### CONSIGNE
Reprenez toutes les lignes du matériel ci-dessous sous forme de liste numérotée, sans les lignes vides. N'incluez pas les images dans la réponse.

### MATÉRIEL FOURNI

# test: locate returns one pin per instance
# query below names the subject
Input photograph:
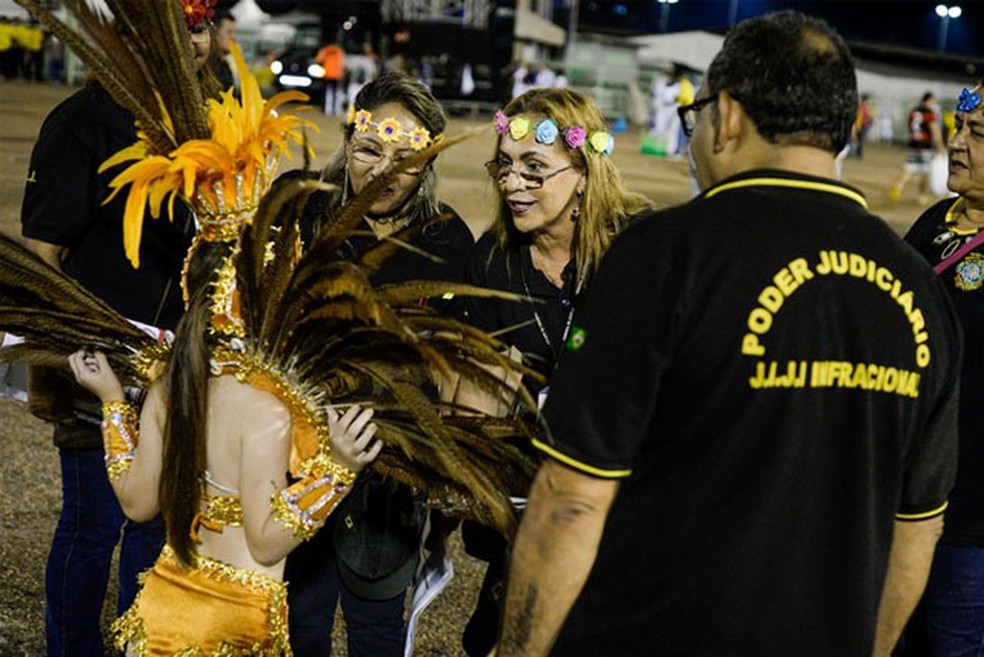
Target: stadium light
(946, 13)
(664, 15)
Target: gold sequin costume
(211, 610)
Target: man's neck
(804, 160)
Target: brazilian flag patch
(577, 338)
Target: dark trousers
(950, 619)
(77, 573)
(375, 628)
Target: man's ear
(731, 119)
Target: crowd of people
(742, 420)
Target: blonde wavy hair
(607, 203)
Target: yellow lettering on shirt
(835, 374)
(788, 280)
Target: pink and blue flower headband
(970, 99)
(546, 131)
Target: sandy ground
(29, 481)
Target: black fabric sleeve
(63, 193)
(480, 312)
(931, 461)
(603, 396)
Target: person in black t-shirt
(561, 202)
(951, 617)
(756, 405)
(367, 560)
(64, 221)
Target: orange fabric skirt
(213, 609)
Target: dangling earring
(576, 212)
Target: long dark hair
(186, 423)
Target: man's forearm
(913, 544)
(553, 554)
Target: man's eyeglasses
(372, 155)
(199, 33)
(688, 113)
(500, 173)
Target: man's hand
(92, 371)
(353, 442)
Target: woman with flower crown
(561, 203)
(368, 562)
(252, 431)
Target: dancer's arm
(277, 515)
(133, 449)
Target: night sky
(910, 23)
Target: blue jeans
(81, 551)
(375, 628)
(954, 602)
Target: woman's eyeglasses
(688, 113)
(534, 180)
(371, 155)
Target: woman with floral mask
(561, 203)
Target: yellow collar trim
(578, 465)
(786, 182)
(951, 223)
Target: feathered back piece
(322, 321)
(56, 316)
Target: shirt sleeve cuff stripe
(922, 516)
(577, 465)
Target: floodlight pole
(664, 14)
(946, 13)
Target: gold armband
(120, 427)
(303, 506)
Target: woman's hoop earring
(576, 212)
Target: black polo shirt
(936, 239)
(63, 205)
(446, 238)
(537, 328)
(772, 375)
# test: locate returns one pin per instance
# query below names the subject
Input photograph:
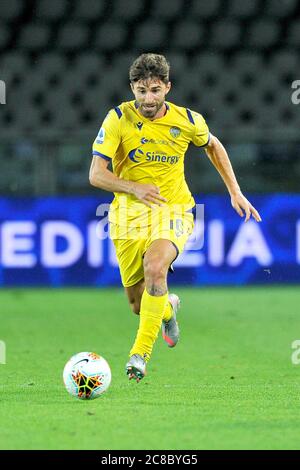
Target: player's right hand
(148, 194)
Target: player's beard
(151, 112)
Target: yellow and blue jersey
(151, 152)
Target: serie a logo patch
(175, 132)
(101, 136)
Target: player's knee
(155, 269)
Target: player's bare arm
(219, 158)
(101, 177)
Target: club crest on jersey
(100, 136)
(175, 132)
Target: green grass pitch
(229, 384)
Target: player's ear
(168, 87)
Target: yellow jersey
(150, 152)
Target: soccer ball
(86, 375)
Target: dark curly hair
(149, 66)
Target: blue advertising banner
(63, 242)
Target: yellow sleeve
(201, 135)
(108, 139)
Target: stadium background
(65, 64)
(233, 381)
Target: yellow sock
(151, 315)
(168, 312)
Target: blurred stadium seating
(65, 63)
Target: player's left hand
(243, 206)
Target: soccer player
(151, 214)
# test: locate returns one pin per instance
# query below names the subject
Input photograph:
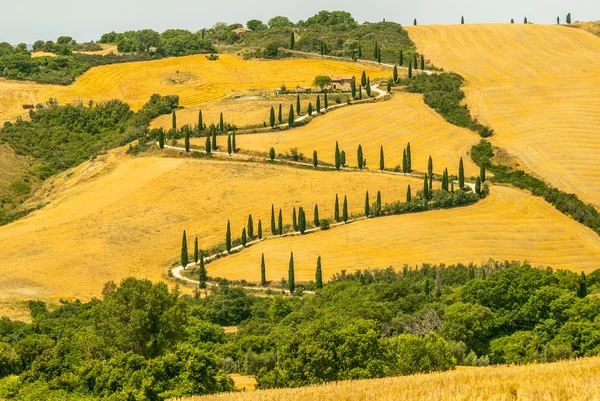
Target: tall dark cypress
(263, 271)
(319, 275)
(228, 237)
(184, 255)
(291, 279)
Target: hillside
(194, 78)
(535, 86)
(572, 380)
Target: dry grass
(537, 87)
(118, 217)
(572, 380)
(203, 81)
(392, 124)
(508, 225)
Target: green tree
(272, 117)
(461, 174)
(291, 117)
(184, 255)
(228, 237)
(291, 280)
(319, 275)
(359, 157)
(263, 271)
(345, 210)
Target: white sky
(30, 20)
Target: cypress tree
(272, 117)
(291, 117)
(461, 174)
(319, 275)
(202, 275)
(228, 237)
(161, 139)
(184, 255)
(291, 281)
(359, 157)
(301, 220)
(263, 271)
(280, 223)
(294, 220)
(273, 228)
(250, 227)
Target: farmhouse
(343, 82)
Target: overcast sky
(27, 21)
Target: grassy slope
(572, 380)
(198, 81)
(535, 85)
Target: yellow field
(118, 217)
(572, 380)
(508, 225)
(392, 124)
(537, 86)
(195, 79)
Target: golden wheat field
(194, 78)
(391, 124)
(508, 225)
(576, 380)
(118, 217)
(537, 86)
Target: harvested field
(570, 380)
(537, 87)
(508, 225)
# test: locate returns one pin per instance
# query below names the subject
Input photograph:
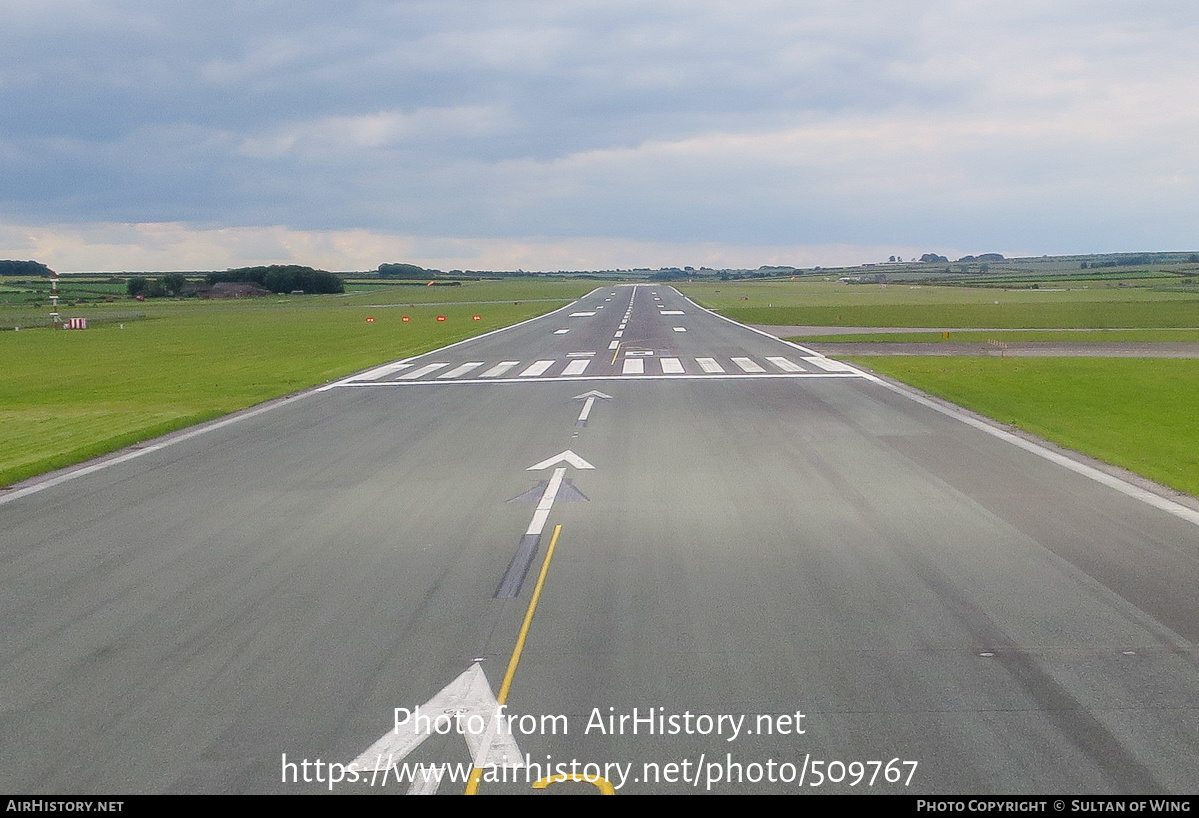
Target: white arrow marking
(468, 702)
(547, 501)
(567, 457)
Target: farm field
(1013, 336)
(1139, 414)
(829, 304)
(67, 396)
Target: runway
(784, 573)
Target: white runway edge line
(1097, 475)
(196, 431)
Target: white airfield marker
(830, 365)
(536, 368)
(567, 457)
(458, 371)
(747, 365)
(785, 365)
(379, 372)
(467, 701)
(590, 402)
(423, 371)
(499, 368)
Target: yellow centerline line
(476, 775)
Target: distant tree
(174, 282)
(403, 271)
(28, 269)
(283, 278)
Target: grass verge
(1139, 414)
(67, 396)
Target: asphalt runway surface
(770, 573)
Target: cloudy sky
(546, 134)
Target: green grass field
(1140, 414)
(829, 304)
(67, 396)
(1016, 336)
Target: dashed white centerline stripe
(499, 368)
(536, 368)
(423, 371)
(829, 365)
(459, 371)
(747, 365)
(785, 365)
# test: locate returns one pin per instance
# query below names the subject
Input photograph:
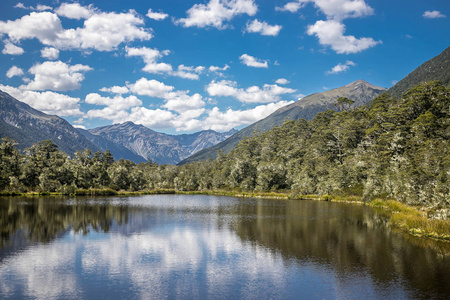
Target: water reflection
(209, 247)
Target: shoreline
(412, 220)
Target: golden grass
(413, 221)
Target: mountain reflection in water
(210, 247)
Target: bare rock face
(359, 91)
(159, 147)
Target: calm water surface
(207, 247)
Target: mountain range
(148, 144)
(138, 143)
(437, 68)
(359, 91)
(27, 126)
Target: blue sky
(184, 66)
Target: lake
(210, 247)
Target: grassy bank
(414, 220)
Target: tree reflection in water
(142, 237)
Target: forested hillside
(360, 91)
(395, 148)
(437, 68)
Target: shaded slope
(145, 143)
(27, 126)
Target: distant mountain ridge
(27, 126)
(437, 68)
(360, 91)
(149, 144)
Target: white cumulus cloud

### RÉPONSE CORRECTE
1. # test: locate returns one pin per instance
2. # query below names the subject
3. Input photograph:
4. Target: stadium light
5. (946, 13)
6. (664, 15)
7. Target: gold sequin costume
8. (211, 610)
9. Target: man's neck
10. (804, 160)
11. Target: brazilian flag patch
12. (577, 338)
13. Target: dark trousers
14. (950, 619)
15. (77, 573)
16. (375, 628)
17. Target: man's ear
18. (731, 119)
19. Target: crowd of people
20. (742, 420)
21. Target: blonde wavy hair
22. (607, 203)
23. Target: yellow lettering on shirt
24. (835, 374)
25. (788, 280)
26. Target: pink and blue flower headband
27. (970, 99)
28. (546, 131)
29. Target: sandy ground
30. (29, 481)
31. Target: black fabric sleeve
32. (63, 193)
33. (480, 312)
34. (931, 461)
35. (603, 396)
36. Target: person in black t-shirt
37. (561, 202)
38. (951, 617)
39. (756, 405)
40. (367, 560)
41. (64, 221)
42. Target: orange fabric skirt
43. (213, 609)
44. Target: dangling earring
45. (576, 212)
46. Target: long dark hair
47. (186, 423)
48. Target: man's forearm
49. (913, 544)
50. (553, 554)
51. Target: man's eyeglasses
52. (372, 155)
53. (199, 33)
54. (688, 113)
55. (500, 173)
56. Target: man's hand
57. (92, 371)
58. (353, 442)
59. Target: woman with flower crown
60. (561, 203)
61. (368, 562)
62. (252, 431)
63. Target: dancer's arm
64. (277, 515)
65. (133, 449)
66. Target: night sky
67. (910, 23)
68. Target: blue jeans
69. (81, 551)
70. (375, 628)
71. (954, 602)
72. Target: woman's eyeglasses
73. (688, 113)
74. (534, 180)
75. (371, 155)
76. Target: woman with floral mask
77. (561, 203)
78. Target: yellow collar trim
79. (578, 465)
80. (786, 182)
81. (951, 223)
82. Target: feathered back piece
83. (322, 321)
84. (56, 316)
85. Target: shirt sleeve cuff stripe
86. (922, 516)
87. (577, 465)
88. Target: floodlight pole
89. (664, 14)
90. (946, 13)
91. Target: gold armband
92. (120, 427)
93. (303, 506)
94. Target: woman's hoop earring
95. (576, 212)
96. Target: black polo shirt
97. (936, 239)
98. (63, 205)
99. (446, 238)
100. (537, 328)
101. (772, 375)
102. # test: locate returns one pin per instance
103. # query below names the subject
104. Input photograph:
105. Target: player's right hand
106. (148, 194)
107. Target: player's beard
108. (151, 112)
109. Target: yellow and blue jersey
110. (151, 152)
111. Target: serie a logo patch
112. (175, 132)
113. (101, 136)
114. Target: player's knee
115. (155, 269)
116. Target: player's bare arm
117. (219, 158)
118. (101, 177)
119. Target: club crest on jersey
120. (100, 136)
121. (175, 132)
122. Target: green grass pitch
123. (229, 384)
124. Target: player's ear
125. (168, 87)
126. Target: yellow jersey
127. (150, 152)
128. Target: soccer ball
129. (86, 375)
130. Target: dark curly hair
131. (149, 66)
132. Target: blue advertising banner
133. (63, 242)
134. Target: yellow sleeve
135. (201, 135)
136. (108, 139)
137. Target: stadium background
138. (65, 64)
139. (233, 381)
140. Target: yellow sock
141. (151, 315)
142. (168, 312)
143. Target: blurred stadium seating
144. (65, 63)
145. Target: player's left hand
146. (243, 206)
147. Target: soccer player
148. (151, 214)
149. # test: locate returns one pin per instance
150. # query below names the subject
151. Input photograph:
152. Target: tall dark cypress
153. (263, 271)
154. (319, 275)
155. (228, 237)
156. (184, 255)
157. (291, 279)
158. Target: hillside
159. (194, 78)
160. (535, 86)
161. (572, 380)
162. Target: dry grass
163. (537, 87)
164. (118, 217)
165. (572, 380)
166. (203, 81)
167. (392, 124)
168. (508, 225)
169. Target: green tree
170. (272, 117)
171. (461, 174)
172. (291, 117)
173. (184, 255)
174. (228, 237)
175. (291, 280)
176. (319, 275)
177. (359, 157)
178. (263, 271)
179. (345, 210)
180. Target: white sky
181. (30, 20)
182. Target: cypress tree
183. (272, 117)
184. (291, 117)
185. (461, 174)
186. (319, 275)
187. (202, 275)
188. (228, 237)
189. (161, 139)
190. (184, 255)
191. (291, 281)
192. (359, 157)
193. (301, 220)
194. (263, 271)
195. (280, 223)
196. (294, 220)
197. (273, 228)
198. (250, 227)
199. Target: farmhouse
200. (343, 82)
201. Target: overcast sky
202. (27, 21)
203. Target: grassy slope
204. (572, 380)
205. (198, 81)
206. (535, 85)
207. Target: yellow field
208. (118, 217)
209. (572, 380)
210. (508, 225)
211. (392, 124)
212. (537, 86)
213. (195, 79)
214. Target: golden wheat field
215. (194, 78)
216. (391, 124)
217. (508, 225)
218. (576, 380)
219. (118, 217)
220. (537, 86)
221. Target: harvested field
222. (570, 380)
223. (537, 87)
224. (508, 225)
225. # test: locate returns one pin per instance
226. # query below names the subject
227. Input photograph:
228. Target: white arrow marking
229. (468, 702)
230. (547, 501)
231. (567, 457)
232. Target: farm field
233. (1013, 336)
234. (1139, 414)
235. (829, 304)
236. (67, 396)
237. Target: runway
238. (784, 573)
239. Target: white runway edge line
240. (1097, 475)
241. (196, 431)
242. Target: white airfield marker
243. (830, 365)
244. (536, 368)
245. (567, 457)
246. (458, 371)
247. (747, 365)
248. (785, 365)
249. (379, 372)
250. (467, 701)
251. (590, 402)
252. (423, 371)
253. (499, 368)
254. Target: yellow centerline line
255. (476, 775)
256. Target: distant tree
257. (174, 282)
258. (403, 271)
259. (28, 269)
260. (283, 278)
261. Target: grass verge
262. (1139, 414)
263. (67, 396)
264. Target: asphalt runway surface
265. (770, 573)
266. Target: cloudy sky
267. (546, 134)
268. Target: green grass field
269. (1140, 414)
270. (829, 304)
271. (67, 396)
272. (1016, 336)
273. Target: dashed white centerline stripe
274. (499, 368)
275. (536, 368)
276. (423, 371)
277. (829, 365)
278. (459, 371)
279. (747, 365)
280. (785, 365)
281. # test: locate returns one pin per instance
282. # query below names the subject
283. Input photograph:
284. Target: water reflection
285. (209, 247)
286. Target: shoreline
287. (412, 220)
288. Target: golden grass
289. (413, 221)
290. Target: mountain reflection in water
291. (210, 247)
292. Target: bare rock face
293. (359, 91)
294. (159, 147)
295. Target: calm water surface
296. (207, 247)
297. Target: mountain range
298. (148, 144)
299. (138, 143)
300. (437, 68)
301. (359, 91)
302. (27, 126)
303. Target: blue sky
304. (184, 66)
305. Target: lake
306. (210, 247)
307. Target: grassy bank
308. (414, 220)
309. Target: tree reflection in water
310. (142, 237)
311. Target: forested hillside
312. (360, 91)
313. (395, 148)
314. (437, 68)
315. Target: shaded slope
316. (145, 143)
317. (27, 126)
318. Target: distant mountain ridge
319. (27, 126)
320. (437, 68)
321. (360, 91)
322. (149, 144)
323. Target: white cumulus cloud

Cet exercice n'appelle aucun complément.